Given text
* begin *

Continue from Part 3

Discussions in the Week of April 24, 2011 (3rd round)

Ed Myskowski wrote (April 24, 2011):
Introduction to BWV 20 -- O Ewigkeit, du Donnerwort

Last week we began our discussion of the cantatas for the Sundays after Trinity, the long span of time which is approximately the second half of the liturgical year , beginning after Whitsun (Pentecost) and continuing to Advent. This week we continue with the next work for Trinity 1, BWV 20, for the same Sunday as last weeks BWV 75. This is perhaps an opportune moment to remember the architecture off the ongoing five-year weekly discussion schedule, oriented to the church calendar, and cutting across the chronology of composition. Clear enough to those of us who are immersed in it, after the previous five-year chronologic cycle, but perhaps not so easy for recent participants to grasp.

* end *

Supplied entries

* begin *

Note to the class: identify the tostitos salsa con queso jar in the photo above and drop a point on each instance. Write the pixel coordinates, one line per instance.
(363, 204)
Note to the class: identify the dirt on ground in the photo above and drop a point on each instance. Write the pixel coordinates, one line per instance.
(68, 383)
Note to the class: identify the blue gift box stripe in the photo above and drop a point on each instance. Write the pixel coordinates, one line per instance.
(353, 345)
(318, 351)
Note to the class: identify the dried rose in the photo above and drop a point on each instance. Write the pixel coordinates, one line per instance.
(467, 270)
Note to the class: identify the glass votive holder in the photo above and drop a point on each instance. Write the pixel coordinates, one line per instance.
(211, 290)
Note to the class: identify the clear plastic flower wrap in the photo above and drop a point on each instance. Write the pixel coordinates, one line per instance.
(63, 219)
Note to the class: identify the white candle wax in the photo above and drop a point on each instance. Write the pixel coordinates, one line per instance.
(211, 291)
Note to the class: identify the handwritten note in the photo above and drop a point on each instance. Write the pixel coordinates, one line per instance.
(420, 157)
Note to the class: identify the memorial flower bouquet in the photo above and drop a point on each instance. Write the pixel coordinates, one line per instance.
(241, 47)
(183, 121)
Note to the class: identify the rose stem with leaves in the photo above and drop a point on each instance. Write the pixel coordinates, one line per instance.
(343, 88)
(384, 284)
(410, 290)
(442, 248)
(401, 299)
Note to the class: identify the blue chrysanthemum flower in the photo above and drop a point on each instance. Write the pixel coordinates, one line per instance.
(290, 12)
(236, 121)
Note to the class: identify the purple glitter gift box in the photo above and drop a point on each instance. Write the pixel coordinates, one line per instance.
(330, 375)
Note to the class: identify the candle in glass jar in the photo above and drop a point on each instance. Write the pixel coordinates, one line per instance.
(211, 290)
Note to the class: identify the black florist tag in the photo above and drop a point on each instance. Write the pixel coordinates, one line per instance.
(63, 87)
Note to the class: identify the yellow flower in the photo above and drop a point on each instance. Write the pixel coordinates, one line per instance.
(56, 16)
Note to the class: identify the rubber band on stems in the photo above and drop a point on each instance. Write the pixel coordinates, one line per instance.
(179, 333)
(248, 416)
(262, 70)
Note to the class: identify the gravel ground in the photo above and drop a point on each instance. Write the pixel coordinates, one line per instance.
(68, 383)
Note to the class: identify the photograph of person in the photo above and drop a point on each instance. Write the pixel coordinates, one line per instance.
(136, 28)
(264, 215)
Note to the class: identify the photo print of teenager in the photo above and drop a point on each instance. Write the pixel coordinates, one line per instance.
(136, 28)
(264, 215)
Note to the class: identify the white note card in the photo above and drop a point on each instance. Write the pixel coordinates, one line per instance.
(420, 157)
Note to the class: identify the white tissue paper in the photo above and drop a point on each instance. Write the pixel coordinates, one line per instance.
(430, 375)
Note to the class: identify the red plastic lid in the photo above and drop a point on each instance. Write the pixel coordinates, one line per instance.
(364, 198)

* end *

Tasks to carry out
(1) Reproduce the part of the cantata discussion passage starting with "Ed Myskowski wrote" and going on through "participants to grasp.".
(2) Locate each line of the listing that contains the word "flower", treating uppercase and lowercase as distinct, and copy those lines.
The cantata discussion passage has no connection to the listing.

Task solutions
(1)
Ed Myskowski wrote (April 24, 2011):
Introduction to BWV 20 -- O Ewigkeit, du Donnerwort

Last week we began our discussion of the cantatas for the Sundays after Trinity, the long span of time which is approximately the second half of the liturgical year , beginning after Whitsun (Pentecost) and continuing to Advent. This week we continue with the next work for Trinity 1, BWV 20, for the same Sunday as last weeks BWV 75. This is perhaps an opportune moment to remember the architecture off the ongoing five-year weekly discussion schedule, oriented to the church calendar, and cutting across the chronology of composition. Clear enough to those of us who are immersed in it, after the previous five-year chronologic cycle, but perhaps not so easy for recent participants to grasp.

(2)
Note to the class: identify the clear plastic flower wrap in the photo above and drop a point on each instance. Write the pixel coordinates, one line per instance.
Note to the class: identify the memorial flower bouquet in the photo above and drop a point on each instance. Write the pixel coordinates, one line per instance.
Note to the class: identify the blue chrysanthemum flower in the photo above and drop a point on each instance. Write the pixel coordinates, one line per instance.
Note to the class: identify the yellow flower in the photo above and drop a point on each instance. Write the pixel coordinates, one line per instance.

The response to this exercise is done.